***** Records supplied

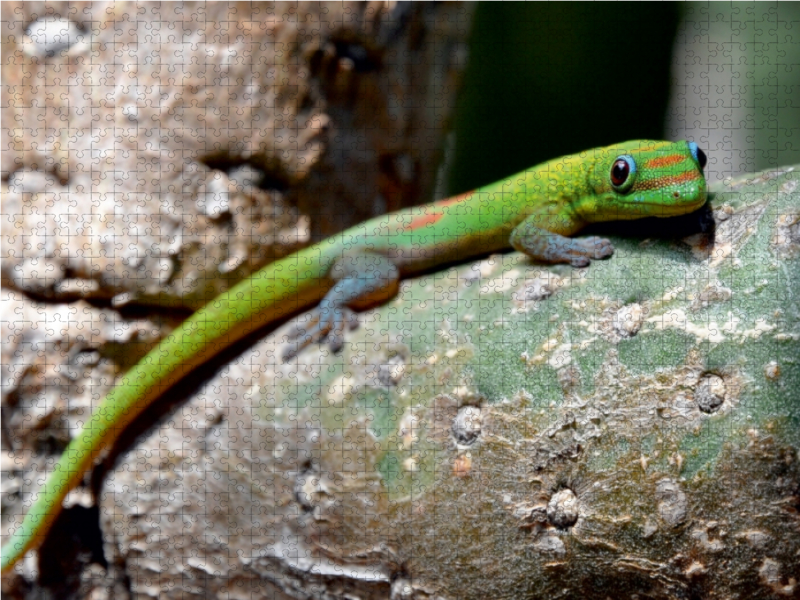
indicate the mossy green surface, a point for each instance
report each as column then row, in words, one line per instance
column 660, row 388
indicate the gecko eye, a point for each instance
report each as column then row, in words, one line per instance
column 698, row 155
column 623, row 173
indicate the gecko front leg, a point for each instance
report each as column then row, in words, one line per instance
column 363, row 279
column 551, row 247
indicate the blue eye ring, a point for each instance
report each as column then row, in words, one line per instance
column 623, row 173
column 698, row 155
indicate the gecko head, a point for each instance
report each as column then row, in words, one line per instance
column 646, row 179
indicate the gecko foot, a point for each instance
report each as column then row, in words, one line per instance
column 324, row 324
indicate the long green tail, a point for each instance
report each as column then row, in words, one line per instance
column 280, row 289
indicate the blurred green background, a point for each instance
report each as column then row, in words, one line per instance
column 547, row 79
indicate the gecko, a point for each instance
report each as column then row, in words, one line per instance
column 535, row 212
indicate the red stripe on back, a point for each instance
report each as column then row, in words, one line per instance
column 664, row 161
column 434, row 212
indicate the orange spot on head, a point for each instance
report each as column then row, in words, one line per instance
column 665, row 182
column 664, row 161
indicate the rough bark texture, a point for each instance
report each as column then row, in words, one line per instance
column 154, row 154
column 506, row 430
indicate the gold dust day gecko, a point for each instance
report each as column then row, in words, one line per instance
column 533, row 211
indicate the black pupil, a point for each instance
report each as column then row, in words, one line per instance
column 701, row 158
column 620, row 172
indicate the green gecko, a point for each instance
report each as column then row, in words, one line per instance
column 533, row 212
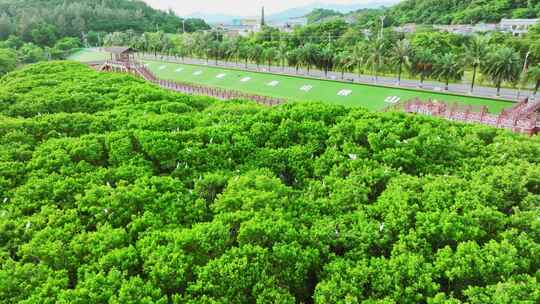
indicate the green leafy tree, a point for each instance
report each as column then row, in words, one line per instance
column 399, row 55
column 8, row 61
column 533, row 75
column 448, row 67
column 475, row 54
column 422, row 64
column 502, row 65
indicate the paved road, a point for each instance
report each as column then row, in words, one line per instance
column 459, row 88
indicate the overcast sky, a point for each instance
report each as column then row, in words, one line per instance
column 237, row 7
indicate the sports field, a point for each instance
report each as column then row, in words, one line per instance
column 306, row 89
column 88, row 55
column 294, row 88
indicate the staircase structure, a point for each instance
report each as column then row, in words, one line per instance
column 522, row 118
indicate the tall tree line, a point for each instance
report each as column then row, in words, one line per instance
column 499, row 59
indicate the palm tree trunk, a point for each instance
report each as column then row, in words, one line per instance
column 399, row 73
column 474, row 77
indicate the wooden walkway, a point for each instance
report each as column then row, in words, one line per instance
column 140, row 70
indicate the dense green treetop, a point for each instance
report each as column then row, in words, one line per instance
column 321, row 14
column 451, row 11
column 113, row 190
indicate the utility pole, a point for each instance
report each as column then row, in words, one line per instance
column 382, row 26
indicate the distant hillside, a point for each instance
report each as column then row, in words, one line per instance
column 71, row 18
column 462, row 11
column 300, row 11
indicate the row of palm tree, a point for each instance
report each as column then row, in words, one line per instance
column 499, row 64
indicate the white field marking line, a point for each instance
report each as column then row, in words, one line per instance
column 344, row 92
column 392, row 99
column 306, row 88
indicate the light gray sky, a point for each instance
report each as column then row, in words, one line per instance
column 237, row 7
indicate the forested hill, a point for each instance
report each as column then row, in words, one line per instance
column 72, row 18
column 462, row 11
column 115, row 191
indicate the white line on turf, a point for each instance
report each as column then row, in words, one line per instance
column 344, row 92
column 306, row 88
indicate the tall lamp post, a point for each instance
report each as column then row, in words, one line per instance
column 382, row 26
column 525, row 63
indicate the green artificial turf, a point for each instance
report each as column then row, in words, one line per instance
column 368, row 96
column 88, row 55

**********
***** Records supplied

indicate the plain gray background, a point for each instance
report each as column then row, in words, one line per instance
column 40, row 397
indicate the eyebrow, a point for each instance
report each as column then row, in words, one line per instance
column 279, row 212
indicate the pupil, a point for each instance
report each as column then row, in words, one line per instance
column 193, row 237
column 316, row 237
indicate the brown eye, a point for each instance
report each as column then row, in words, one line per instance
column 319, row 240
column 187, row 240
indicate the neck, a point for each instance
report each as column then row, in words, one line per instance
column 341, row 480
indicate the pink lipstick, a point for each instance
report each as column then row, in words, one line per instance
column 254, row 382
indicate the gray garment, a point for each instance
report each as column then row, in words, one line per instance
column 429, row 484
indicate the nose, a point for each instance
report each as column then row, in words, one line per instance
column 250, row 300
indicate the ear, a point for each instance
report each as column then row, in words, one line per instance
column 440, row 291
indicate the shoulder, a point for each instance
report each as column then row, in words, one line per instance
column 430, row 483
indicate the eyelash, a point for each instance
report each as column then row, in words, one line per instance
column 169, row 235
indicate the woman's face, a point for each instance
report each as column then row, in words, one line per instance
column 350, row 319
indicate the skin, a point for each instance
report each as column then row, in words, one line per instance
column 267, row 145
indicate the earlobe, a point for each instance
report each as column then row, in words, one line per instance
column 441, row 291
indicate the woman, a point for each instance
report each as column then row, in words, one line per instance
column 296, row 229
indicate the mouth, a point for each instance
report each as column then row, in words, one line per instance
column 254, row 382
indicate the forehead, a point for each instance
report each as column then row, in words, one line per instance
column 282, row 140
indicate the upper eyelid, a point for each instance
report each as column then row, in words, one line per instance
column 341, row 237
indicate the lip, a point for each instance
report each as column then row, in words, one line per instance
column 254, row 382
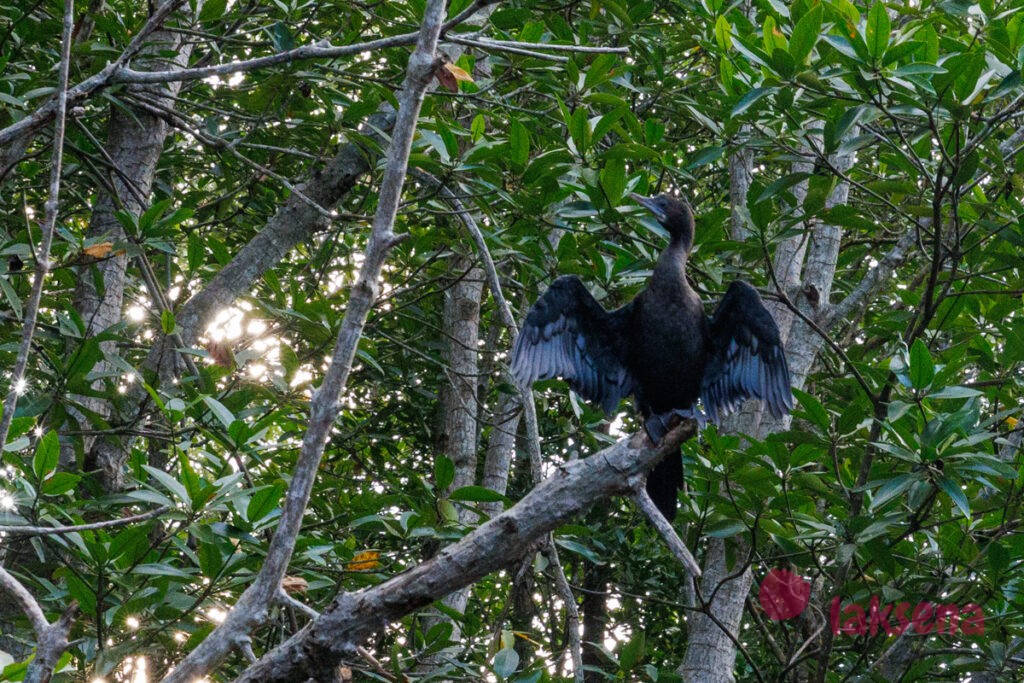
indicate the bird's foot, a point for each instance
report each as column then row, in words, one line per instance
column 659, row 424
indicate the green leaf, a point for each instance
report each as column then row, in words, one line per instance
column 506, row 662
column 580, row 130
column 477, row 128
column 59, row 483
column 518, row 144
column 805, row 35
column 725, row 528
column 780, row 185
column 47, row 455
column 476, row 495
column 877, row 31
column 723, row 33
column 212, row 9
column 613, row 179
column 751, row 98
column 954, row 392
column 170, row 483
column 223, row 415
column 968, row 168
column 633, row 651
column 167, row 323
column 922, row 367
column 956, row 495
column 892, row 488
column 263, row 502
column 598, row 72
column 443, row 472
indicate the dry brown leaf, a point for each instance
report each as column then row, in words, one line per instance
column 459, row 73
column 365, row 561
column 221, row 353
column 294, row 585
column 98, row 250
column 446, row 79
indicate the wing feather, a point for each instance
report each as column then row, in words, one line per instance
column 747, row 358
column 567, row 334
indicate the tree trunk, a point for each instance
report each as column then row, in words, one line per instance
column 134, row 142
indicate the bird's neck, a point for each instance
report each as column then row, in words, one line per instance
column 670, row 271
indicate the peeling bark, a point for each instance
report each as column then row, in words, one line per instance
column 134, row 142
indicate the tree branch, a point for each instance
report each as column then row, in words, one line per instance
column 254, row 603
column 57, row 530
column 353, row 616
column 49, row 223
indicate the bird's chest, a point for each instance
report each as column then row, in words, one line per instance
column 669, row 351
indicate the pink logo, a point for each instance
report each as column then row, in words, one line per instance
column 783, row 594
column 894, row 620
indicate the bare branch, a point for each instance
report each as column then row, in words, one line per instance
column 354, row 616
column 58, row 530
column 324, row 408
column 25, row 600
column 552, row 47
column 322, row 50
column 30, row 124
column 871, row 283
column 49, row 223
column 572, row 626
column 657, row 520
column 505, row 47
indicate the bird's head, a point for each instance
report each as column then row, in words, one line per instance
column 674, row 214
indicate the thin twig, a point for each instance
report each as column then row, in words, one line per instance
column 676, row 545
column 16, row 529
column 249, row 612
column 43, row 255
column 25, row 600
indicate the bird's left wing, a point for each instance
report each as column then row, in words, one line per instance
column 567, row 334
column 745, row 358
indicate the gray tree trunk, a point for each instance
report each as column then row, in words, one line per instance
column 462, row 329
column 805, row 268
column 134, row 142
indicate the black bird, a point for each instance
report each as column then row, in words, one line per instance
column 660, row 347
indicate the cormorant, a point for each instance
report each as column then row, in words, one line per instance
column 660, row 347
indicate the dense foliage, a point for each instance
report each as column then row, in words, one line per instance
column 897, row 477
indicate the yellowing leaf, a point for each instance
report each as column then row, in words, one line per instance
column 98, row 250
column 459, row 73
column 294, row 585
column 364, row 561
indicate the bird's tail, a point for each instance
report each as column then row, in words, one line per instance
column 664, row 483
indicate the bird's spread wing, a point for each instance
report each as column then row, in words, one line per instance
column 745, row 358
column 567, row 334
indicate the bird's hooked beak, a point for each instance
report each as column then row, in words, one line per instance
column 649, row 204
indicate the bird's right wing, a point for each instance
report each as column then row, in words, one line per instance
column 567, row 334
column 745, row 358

**********

State how many lines of the records above contain the string "tail", counting a line only when the letters match in case. Give the number alone.

● Answer below:
2